A block of data:
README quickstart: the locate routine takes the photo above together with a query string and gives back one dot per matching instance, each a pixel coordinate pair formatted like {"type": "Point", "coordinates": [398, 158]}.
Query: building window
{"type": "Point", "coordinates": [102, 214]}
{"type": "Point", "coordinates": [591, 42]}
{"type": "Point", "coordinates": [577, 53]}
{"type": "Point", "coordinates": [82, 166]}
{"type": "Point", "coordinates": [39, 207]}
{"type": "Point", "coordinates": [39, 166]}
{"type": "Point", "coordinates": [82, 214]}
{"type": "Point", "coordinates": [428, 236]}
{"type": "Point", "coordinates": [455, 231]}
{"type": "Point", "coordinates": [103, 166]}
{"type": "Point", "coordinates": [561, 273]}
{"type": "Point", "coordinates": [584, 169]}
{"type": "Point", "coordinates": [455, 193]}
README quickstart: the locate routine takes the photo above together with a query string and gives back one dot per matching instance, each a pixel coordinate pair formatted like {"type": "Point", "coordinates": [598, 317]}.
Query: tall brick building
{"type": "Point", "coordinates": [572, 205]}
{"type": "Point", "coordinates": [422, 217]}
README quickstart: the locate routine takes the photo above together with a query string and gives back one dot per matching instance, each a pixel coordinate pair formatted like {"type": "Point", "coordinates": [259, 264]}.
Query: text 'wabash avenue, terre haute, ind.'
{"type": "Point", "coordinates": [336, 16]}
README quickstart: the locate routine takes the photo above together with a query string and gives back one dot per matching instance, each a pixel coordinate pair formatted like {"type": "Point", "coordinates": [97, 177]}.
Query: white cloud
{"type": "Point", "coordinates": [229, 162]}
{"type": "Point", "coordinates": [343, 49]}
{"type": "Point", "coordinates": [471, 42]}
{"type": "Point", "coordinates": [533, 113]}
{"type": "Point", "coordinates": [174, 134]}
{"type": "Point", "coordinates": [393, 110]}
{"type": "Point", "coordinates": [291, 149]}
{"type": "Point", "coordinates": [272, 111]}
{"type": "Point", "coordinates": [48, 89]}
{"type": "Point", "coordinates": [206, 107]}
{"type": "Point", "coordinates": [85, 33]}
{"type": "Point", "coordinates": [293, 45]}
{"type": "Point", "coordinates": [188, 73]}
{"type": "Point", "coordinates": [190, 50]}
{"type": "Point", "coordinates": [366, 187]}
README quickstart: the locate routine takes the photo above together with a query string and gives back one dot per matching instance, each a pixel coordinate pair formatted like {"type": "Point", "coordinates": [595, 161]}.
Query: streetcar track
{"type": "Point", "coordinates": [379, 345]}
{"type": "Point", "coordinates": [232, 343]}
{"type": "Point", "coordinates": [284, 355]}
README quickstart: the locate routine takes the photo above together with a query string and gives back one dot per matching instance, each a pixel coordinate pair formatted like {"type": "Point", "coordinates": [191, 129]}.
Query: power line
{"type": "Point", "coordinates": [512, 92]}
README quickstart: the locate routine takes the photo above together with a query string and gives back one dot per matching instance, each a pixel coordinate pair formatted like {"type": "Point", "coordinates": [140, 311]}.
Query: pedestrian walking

EXERCISE DIRECTIONS →
Please count the lines in the items above that contain the string "building", matching case exactly. Reply with the number alone.

ANSWER TO THIS TASK →
2